Of the Shaw works I’ve read so far, Doctors has an unsettling cynicism and darkness about it. Bottomless Belly Button and 3 New Stories contained some comments alluding to the occasionally malevolent and duplicitous nature of people but not to the degree of Doctors. Perhaps this change in tone is the product of the topic discussed in Doctors: death.

Cover of Doctors

Despite the general existential tone of Doctors, the overall narrative still has the absurd and occasionally comically strange moments characteristic of Shaw’s style. Doctor Cho and his daughter, Tammy, run a laboratory where they test the Doctor’s invention, the Charon. For a hefty fee, the Cho lab can bring a loved one back from the dead when they are in an intermittent afterlife between death and the final end known as “the fade to black.” When we enter the world of the Cho family business, they are in the midst of bringing back Miss Bell, a wealthy widow who died suddenly and whose daughter, Laura, would like back in the world.

Even though the Charon and its capabilities suggest that Doctors is a science fiction work, the device itself is hardly the subject of the narrative. The short novel contains short fragments from multiple narrators, ranging from Tammy to Will, the lab assistant, to Miss Bell, with each story describing the history of the character and building up to their current intersecting point in the revival of Miss Bell. And to add an additional layer of cleverness to the book, each fragment in the book is drawn above a different color to remind the reader of each different perspective and the changes over the course of each page.

::::::::::

> [HOW TO COMPLETE THIS TASK] Could you carry on the passage about Shaw's Doctors from its final sentence?

> [PROVIDED DATA]
::::::::::

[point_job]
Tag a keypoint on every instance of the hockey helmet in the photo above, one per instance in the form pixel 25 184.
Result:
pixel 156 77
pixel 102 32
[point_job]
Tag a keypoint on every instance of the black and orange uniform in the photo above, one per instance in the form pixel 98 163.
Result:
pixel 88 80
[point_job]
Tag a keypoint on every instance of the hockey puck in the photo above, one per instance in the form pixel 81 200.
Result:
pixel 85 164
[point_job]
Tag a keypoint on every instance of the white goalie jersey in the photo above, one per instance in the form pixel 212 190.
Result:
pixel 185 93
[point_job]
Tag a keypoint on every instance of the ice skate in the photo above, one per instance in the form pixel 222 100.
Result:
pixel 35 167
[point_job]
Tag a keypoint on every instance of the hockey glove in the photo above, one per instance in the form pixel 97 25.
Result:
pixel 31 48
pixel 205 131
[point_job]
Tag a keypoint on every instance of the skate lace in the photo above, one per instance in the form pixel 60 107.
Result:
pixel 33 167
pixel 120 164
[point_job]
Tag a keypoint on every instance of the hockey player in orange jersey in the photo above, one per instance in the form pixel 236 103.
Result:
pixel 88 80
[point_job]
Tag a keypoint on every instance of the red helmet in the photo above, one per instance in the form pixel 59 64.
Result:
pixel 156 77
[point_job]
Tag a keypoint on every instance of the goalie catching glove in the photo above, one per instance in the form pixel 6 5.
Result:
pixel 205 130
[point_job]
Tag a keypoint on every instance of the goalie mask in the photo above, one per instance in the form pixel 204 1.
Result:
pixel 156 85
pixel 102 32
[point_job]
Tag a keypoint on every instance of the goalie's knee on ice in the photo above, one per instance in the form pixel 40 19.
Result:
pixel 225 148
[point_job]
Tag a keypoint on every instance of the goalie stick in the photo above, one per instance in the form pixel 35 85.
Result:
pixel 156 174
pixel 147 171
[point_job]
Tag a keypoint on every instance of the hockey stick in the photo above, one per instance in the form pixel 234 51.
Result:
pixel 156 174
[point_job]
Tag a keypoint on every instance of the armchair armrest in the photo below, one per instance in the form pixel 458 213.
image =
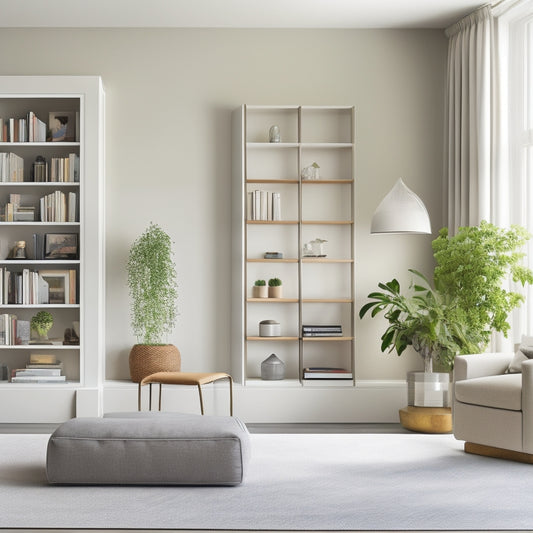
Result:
pixel 527 406
pixel 480 365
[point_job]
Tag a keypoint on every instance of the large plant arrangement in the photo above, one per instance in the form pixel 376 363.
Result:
pixel 153 287
pixel 468 301
pixel 153 290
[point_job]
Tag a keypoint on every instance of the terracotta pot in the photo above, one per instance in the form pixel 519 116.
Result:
pixel 148 359
pixel 275 292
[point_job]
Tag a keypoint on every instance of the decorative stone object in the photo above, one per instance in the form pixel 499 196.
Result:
pixel 272 368
pixel 269 328
pixel 274 134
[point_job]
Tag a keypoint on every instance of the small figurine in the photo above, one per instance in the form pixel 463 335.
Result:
pixel 274 135
pixel 18 251
pixel 311 172
pixel 314 248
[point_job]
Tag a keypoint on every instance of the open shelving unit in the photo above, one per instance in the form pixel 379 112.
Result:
pixel 316 290
pixel 80 394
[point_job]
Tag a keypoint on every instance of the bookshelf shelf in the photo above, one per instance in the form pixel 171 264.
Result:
pixel 28 107
pixel 310 209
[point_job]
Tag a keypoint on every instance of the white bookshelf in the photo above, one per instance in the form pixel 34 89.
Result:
pixel 316 290
pixel 83 365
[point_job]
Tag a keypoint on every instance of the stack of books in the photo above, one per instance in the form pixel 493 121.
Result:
pixel 42 368
pixel 11 167
pixel 28 129
pixel 324 330
pixel 263 205
pixel 326 372
pixel 58 207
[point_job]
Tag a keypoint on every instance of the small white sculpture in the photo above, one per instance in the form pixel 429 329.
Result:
pixel 274 135
pixel 311 172
pixel 314 248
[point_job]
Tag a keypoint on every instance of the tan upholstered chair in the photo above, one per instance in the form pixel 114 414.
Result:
pixel 493 410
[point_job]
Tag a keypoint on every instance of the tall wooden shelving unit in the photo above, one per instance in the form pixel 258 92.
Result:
pixel 81 394
pixel 317 290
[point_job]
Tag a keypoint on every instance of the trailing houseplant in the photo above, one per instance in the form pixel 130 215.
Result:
pixel 468 301
pixel 41 323
pixel 260 289
pixel 274 288
pixel 153 291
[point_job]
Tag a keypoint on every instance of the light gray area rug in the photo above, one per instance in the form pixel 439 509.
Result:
pixel 294 482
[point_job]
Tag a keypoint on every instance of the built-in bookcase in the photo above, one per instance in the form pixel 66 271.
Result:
pixel 81 98
pixel 318 288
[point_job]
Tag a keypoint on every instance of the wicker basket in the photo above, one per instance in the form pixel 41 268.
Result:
pixel 147 359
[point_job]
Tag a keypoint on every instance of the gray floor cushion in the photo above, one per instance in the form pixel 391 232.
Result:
pixel 149 448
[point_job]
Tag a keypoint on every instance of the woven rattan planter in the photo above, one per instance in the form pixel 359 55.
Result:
pixel 147 359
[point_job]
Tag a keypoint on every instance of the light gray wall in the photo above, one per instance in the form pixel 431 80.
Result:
pixel 170 94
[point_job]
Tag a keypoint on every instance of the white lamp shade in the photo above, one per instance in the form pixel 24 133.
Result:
pixel 401 211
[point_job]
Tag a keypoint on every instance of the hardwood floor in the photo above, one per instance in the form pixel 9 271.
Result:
pixel 253 428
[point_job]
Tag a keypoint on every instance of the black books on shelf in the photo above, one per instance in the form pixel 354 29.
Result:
pixel 323 330
pixel 325 372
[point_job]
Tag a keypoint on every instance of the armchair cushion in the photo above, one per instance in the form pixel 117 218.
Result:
pixel 501 392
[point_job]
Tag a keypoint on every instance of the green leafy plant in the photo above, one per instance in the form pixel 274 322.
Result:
pixel 468 302
pixel 152 286
pixel 42 322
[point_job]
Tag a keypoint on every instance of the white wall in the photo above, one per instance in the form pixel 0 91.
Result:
pixel 170 94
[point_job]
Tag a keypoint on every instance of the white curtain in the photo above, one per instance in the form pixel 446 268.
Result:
pixel 470 189
pixel 481 181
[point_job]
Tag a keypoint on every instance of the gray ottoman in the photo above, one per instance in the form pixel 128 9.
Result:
pixel 149 448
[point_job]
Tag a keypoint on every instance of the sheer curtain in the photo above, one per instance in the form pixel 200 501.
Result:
pixel 469 178
pixel 488 161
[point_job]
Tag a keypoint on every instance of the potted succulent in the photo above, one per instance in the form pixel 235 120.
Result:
pixel 468 302
pixel 153 291
pixel 274 288
pixel 260 289
pixel 41 323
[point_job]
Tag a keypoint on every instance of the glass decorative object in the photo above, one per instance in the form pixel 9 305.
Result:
pixel 274 134
pixel 272 368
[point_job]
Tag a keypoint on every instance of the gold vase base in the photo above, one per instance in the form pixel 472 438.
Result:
pixel 427 419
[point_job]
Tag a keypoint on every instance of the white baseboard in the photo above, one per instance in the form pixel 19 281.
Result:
pixel 367 402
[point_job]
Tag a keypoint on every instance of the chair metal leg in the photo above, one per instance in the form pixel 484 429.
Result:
pixel 201 398
pixel 230 395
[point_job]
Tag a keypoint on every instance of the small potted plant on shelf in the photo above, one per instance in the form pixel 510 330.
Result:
pixel 41 323
pixel 260 289
pixel 153 290
pixel 274 288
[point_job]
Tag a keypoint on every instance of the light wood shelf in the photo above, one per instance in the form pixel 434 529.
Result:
pixel 322 208
pixel 275 339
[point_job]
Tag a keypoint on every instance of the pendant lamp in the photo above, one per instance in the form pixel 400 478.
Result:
pixel 401 211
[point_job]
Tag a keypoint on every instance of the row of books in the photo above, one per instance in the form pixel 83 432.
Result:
pixel 326 372
pixel 28 129
pixel 263 205
pixel 35 287
pixel 59 207
pixel 60 169
pixel 323 330
pixel 11 167
pixel 14 212
pixel 36 371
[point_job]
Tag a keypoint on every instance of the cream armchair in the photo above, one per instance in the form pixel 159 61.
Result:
pixel 492 410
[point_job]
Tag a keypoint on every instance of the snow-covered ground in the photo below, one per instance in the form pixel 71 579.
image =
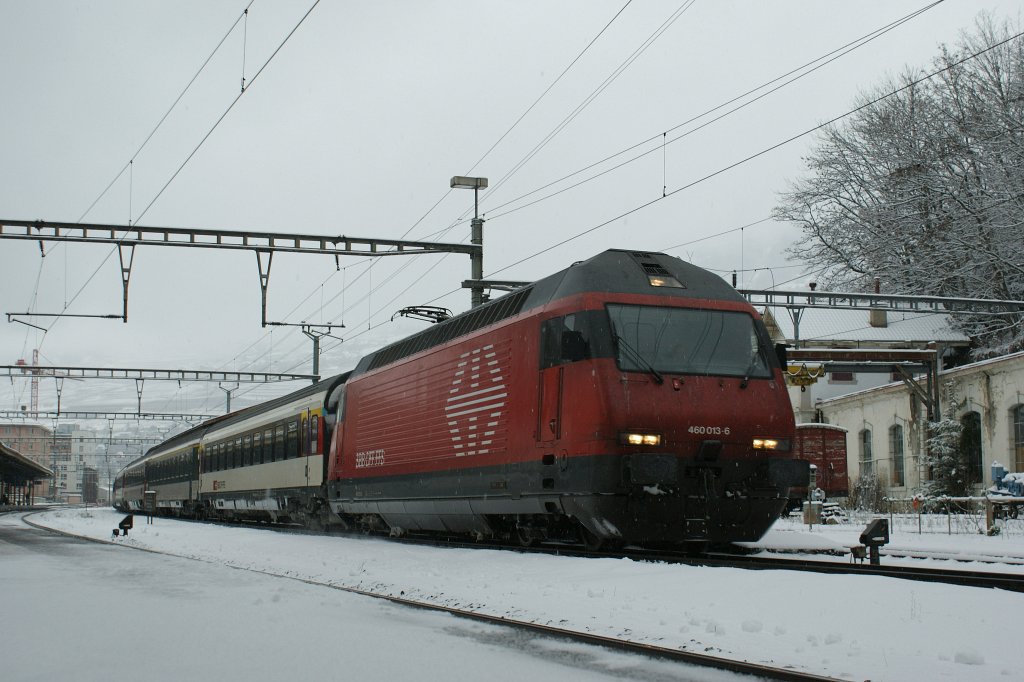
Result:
pixel 850 627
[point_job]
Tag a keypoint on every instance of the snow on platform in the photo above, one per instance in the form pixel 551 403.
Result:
pixel 853 627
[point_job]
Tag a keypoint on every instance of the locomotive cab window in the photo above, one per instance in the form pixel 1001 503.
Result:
pixel 572 338
pixel 688 341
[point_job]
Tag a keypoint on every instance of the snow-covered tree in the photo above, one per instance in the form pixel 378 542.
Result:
pixel 924 188
pixel 946 460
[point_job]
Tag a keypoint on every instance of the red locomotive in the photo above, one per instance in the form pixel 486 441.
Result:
pixel 824 446
pixel 631 398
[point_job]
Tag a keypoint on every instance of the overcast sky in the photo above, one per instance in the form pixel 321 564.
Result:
pixel 355 127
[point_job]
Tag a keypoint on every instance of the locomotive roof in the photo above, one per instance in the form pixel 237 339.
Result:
pixel 615 270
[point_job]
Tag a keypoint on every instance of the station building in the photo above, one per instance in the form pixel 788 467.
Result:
pixel 887 429
pixel 885 420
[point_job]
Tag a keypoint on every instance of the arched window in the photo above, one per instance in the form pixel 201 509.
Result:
pixel 866 460
pixel 971 445
pixel 896 453
pixel 1017 419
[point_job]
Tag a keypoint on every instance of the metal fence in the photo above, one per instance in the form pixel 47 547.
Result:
pixel 975 515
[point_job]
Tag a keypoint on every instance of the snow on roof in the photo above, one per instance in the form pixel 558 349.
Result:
pixel 833 325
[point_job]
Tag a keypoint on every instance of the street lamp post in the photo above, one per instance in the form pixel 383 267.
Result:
pixel 476 235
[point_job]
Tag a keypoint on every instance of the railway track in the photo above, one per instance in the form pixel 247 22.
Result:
pixel 980 579
pixel 649 651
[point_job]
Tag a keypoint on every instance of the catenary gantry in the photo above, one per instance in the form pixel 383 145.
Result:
pixel 107 416
pixel 126 238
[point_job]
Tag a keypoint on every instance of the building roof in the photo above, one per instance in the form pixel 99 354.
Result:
pixel 838 328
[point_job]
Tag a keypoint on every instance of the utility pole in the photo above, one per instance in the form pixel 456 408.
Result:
pixel 476 233
pixel 316 332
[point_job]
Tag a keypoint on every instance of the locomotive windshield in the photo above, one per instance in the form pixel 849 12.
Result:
pixel 687 341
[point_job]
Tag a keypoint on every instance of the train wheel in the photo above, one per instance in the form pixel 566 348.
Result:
pixel 524 537
pixel 695 547
pixel 591 542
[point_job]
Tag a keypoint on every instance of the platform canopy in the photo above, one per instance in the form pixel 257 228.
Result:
pixel 16 469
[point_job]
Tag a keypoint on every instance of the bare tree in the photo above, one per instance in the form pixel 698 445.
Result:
pixel 925 187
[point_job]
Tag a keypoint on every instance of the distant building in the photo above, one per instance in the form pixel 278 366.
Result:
pixel 34 441
pixel 73 449
pixel 862 330
pixel 887 425
pixel 90 485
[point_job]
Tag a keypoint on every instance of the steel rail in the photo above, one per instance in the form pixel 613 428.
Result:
pixel 649 650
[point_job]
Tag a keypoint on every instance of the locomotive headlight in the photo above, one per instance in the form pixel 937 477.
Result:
pixel 771 443
pixel 640 438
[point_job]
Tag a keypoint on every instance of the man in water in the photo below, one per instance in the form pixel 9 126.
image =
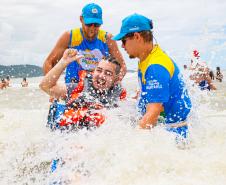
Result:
pixel 90 41
pixel 219 75
pixel 92 92
pixel 162 89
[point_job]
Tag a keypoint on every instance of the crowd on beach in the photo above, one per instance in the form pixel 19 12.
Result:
pixel 201 74
pixel 6 82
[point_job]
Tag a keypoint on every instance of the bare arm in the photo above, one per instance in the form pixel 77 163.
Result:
pixel 57 52
pixel 49 82
pixel 114 51
pixel 150 118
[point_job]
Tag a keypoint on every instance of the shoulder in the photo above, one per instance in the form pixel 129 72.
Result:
pixel 75 37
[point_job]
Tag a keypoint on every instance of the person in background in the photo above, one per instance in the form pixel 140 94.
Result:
pixel 211 74
pixel 162 89
pixel 219 75
pixel 90 41
pixel 24 83
pixel 3 84
pixel 8 81
pixel 201 77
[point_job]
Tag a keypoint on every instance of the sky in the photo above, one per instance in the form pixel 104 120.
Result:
pixel 29 29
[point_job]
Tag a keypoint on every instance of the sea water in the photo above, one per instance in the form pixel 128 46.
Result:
pixel 116 153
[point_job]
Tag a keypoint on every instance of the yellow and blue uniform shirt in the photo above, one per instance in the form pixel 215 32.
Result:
pixel 160 82
pixel 93 51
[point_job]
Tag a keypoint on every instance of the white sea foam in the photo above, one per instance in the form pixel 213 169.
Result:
pixel 117 152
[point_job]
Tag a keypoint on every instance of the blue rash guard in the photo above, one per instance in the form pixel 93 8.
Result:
pixel 160 82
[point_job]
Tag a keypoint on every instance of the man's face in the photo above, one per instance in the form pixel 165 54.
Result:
pixel 104 76
pixel 90 30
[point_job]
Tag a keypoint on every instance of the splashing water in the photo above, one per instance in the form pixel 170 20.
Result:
pixel 117 152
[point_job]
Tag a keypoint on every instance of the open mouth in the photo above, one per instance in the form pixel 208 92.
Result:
pixel 101 82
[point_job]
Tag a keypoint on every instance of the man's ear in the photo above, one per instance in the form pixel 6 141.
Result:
pixel 117 80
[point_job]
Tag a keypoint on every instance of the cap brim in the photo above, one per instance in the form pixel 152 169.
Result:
pixel 119 36
pixel 92 20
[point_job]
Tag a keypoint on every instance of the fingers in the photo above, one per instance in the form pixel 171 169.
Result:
pixel 71 52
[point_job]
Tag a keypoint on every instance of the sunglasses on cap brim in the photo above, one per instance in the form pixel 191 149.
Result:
pixel 93 24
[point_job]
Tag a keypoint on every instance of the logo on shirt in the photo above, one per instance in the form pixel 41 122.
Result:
pixel 153 84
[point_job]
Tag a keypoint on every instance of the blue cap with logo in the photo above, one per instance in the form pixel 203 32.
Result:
pixel 92 13
pixel 133 23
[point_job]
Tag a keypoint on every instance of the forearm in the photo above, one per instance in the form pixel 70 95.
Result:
pixel 150 118
pixel 52 76
pixel 122 71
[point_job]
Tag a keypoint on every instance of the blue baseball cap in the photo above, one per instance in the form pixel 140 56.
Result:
pixel 92 13
pixel 133 23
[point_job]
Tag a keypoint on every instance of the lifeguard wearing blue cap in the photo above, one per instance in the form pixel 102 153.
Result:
pixel 91 42
pixel 134 23
pixel 162 90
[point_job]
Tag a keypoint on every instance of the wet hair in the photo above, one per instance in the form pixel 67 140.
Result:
pixel 113 60
pixel 147 35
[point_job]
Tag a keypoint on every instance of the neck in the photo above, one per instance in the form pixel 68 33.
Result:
pixel 87 37
pixel 145 51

::::::::::

> [EXPECTED ANSWER]
From Tammy and Will’s perspective, we understand the severity and seriousness of their work: They are defying the rules of nature and do not quite understand how to tackle the consequences. What does not help is the callousness of Doctor Cho, a naturally distant man made more insensitive and cold by the murder of his wife. Unlike Tammy and Will, Doctor Cho looks at the Charon as purely a lucrative business, a way to make a lot of money with technology without considering any emotional disturbances experienced by the revival process of his invention. The Charon is simply a solution to a scientific question for Doctor Cho. Could he bring someone back to life from the dead? Yes, and that yes is all that matters to him.

On the opposite side of the Charon experience, we see Miss Bell’s attempt to re-integrate into her life after her revival. Unfortunately, her return to life is not quite what she had hoped. After her death, Miss Bell, in the intermittent state between death and nothingness, created an afterlife where she was in love and no longer alone; for the first time since her husband’s death, she felt joy and youthfulness again. Upon being ripped out of this pleasant state, Miss Bell is thrust in front of her attorney by her daughter to settle the details of her estate, which is a beyond disappointing welcome back message.

Gradually, Miss Bell’s psychological state degrades as she realizes the bleakness of her reality as compared to her afterlife. Rather than returning to warmth and love from her daughter, Miss Bell returns to her life as a lonely widow pent up in her house. Laura is not around and only seems to appear when money is involved, and Miss Bell longs for her previous afterlife, trying to seek elements to re-create it in her current reality.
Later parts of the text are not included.